• [Collected data]:
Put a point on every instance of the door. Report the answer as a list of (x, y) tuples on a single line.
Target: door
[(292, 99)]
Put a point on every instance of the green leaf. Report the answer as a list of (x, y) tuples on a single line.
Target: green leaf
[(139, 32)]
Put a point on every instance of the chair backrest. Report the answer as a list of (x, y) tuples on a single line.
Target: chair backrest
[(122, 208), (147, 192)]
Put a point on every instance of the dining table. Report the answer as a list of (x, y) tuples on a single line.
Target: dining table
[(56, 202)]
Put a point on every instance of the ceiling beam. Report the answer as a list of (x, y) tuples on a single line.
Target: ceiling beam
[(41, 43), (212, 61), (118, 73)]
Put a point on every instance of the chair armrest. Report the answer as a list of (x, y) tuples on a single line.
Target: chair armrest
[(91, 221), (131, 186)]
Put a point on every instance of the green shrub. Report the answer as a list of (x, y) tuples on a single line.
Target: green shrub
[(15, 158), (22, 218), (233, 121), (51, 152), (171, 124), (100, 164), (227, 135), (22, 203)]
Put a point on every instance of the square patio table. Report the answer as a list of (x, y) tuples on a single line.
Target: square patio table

• [Task description]:
Copy out every line of the data that includes "instance".

• [Result]:
Put a point on every instance of the door. Report the answer as a list of (x, y) tuples on a single line.
Put a point on every instance of the green leaf. Report the answer as a list of (x, y) tuples on a single line.
Put a point on every instance of the chair backrest. Report the answer as a list of (x, y) tuples on a single line.
Put a point on every instance of the dining table. Report the answer as a list of (x, y) tuples on a single line.
Put a point on every instance of the ceiling beam. Report the answer as a list of (x, y) tuples on a single line.
Put a point on every instance of the chair armrest. Report the answer as a list of (x, y) tuples on a single line.
Put a point on every instance of the green shrub. Report the answer as a list of (x, y) tuples on a single line.
Put a point on every instance of the square patio table. Report the answer as a list of (x, y) tuples on a single line.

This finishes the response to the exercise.